- _EXERCISE TASK_:
How many lines of the data below contain the string "tree"? Count them case-sensitively and give only the number.

- _DATASET ENTRIES_:
+---+
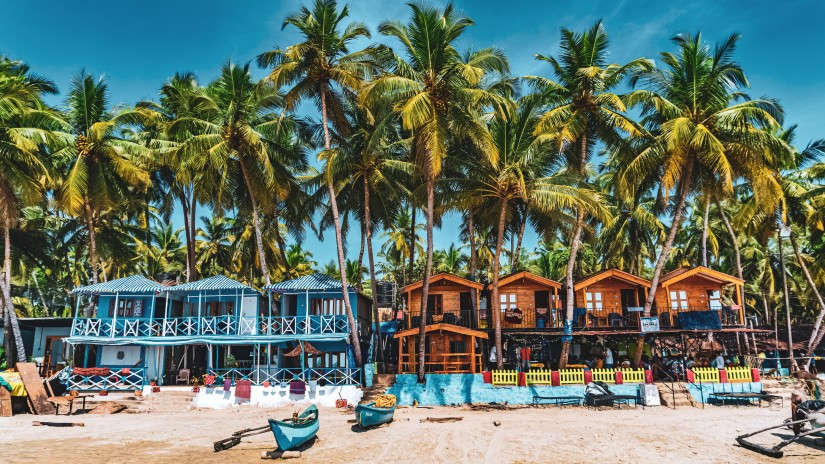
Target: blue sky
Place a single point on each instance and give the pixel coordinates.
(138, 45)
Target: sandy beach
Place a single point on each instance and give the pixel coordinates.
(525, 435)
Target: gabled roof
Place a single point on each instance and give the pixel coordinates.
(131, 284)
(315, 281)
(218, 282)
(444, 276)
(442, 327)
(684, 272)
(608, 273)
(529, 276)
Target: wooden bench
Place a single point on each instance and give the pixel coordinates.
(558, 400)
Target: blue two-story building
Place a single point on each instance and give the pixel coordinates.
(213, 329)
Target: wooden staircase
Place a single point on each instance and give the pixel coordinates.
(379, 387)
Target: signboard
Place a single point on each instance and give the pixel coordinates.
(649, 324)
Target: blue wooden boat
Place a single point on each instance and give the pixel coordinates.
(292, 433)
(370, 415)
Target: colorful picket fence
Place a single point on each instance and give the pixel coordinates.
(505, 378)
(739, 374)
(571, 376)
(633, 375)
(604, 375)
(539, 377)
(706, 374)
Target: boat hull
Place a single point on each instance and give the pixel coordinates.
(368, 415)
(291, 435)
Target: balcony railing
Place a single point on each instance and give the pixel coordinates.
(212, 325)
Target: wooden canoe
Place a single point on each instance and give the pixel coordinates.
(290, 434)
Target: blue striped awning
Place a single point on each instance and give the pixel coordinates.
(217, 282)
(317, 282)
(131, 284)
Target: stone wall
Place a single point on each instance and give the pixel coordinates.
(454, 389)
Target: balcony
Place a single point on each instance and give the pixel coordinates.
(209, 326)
+---+
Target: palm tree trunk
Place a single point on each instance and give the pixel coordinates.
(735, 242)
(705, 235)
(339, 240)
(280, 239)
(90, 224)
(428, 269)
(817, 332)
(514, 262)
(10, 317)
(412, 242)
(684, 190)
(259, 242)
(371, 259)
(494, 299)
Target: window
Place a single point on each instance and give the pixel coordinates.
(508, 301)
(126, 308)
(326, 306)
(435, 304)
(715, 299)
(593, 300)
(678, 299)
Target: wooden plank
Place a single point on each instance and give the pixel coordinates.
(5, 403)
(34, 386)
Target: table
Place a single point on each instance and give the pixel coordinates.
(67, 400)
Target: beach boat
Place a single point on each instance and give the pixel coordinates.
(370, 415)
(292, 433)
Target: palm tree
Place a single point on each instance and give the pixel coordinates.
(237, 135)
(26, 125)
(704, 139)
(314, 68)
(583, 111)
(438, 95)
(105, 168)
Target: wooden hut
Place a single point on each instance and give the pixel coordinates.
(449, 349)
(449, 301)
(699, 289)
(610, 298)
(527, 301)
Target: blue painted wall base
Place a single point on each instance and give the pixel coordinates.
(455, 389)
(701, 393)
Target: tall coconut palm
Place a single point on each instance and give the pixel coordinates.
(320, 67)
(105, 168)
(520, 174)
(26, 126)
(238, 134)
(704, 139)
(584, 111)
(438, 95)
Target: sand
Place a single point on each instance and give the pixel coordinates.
+---+
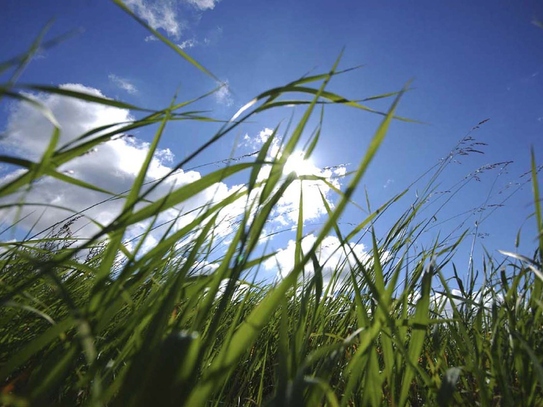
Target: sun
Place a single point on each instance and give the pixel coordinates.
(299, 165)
+---+
- _OUTPUT OF THE TASK_:
2